■ The data:
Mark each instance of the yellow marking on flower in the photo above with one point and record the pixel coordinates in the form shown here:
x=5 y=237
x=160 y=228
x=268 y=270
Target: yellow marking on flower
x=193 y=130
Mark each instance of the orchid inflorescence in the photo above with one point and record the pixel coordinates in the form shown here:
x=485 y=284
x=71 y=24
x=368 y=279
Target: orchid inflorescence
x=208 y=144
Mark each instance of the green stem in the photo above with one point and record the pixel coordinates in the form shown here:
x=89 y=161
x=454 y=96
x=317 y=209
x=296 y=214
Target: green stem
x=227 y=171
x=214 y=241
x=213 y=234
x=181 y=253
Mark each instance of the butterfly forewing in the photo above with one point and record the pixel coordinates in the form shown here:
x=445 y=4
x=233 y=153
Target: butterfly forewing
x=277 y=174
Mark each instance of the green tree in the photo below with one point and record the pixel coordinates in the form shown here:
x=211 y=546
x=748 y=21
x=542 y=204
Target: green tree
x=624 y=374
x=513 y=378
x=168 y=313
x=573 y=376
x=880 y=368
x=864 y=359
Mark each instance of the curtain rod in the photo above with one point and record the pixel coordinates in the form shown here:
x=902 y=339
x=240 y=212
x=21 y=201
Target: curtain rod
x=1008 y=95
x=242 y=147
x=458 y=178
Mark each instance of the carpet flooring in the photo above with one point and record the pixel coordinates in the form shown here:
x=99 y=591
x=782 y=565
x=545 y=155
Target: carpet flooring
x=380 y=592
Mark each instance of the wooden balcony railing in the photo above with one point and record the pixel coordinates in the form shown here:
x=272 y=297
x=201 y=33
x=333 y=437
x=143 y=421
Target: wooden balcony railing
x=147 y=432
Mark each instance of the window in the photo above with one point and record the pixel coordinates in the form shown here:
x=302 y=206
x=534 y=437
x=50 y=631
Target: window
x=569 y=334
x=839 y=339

■ What the task requires:
Please give all the entries above again, exactly as they stand.

■ Result of this task:
Mark each instance of the yellow marking on flower in the photo above with one point and record the pixel coordinates in the form shown here:
x=5 y=237
x=160 y=228
x=268 y=270
Target: yellow marking on flower
x=193 y=130
Mark each instance of the orchid inflorescence in the photo above with one point and record the pixel coordinates in the form shown here:
x=485 y=284
x=71 y=24
x=368 y=279
Target: orchid inflorescence
x=208 y=144
Mark each instance of the green stem in the photo above with one point and record the pixel coordinates in the form shown here:
x=89 y=161
x=454 y=96
x=317 y=209
x=296 y=214
Target: green stem
x=227 y=171
x=214 y=241
x=213 y=234
x=181 y=253
Mark each instance of the butterfly forewing in the photo above with one point and record the pixel coordinates in the form shown here:
x=445 y=4
x=233 y=153
Target: butterfly forewing
x=277 y=174
Mark each instance of the green tree in the photo below with one point and record the pixel coordinates in the form shown here:
x=211 y=546
x=748 y=21
x=542 y=204
Target: green tree
x=624 y=374
x=513 y=378
x=168 y=313
x=573 y=376
x=880 y=368
x=864 y=359
Mark each instance of the curtain rod in the photo above with one point and record the pixel coordinates in the form shown here:
x=902 y=339
x=240 y=212
x=21 y=201
Target: curtain rod
x=1008 y=95
x=242 y=147
x=458 y=178
Mark each instance of the carpet flooring in the photo above with one point and record the pixel coordinates in the form shown here:
x=99 y=591
x=782 y=565
x=545 y=155
Target: carpet flooring
x=380 y=592
Mark each instance of the wooden balcony railing in the photo above with one point and record the pixel coordinates in the form shown here:
x=272 y=297
x=201 y=33
x=333 y=437
x=143 y=421
Target: wooden balcony railing
x=147 y=432
Mark each instance of the window in the photo above with one point and record the pixel coordinates in the form shown here:
x=302 y=206
x=534 y=437
x=50 y=631
Target: window
x=569 y=334
x=839 y=339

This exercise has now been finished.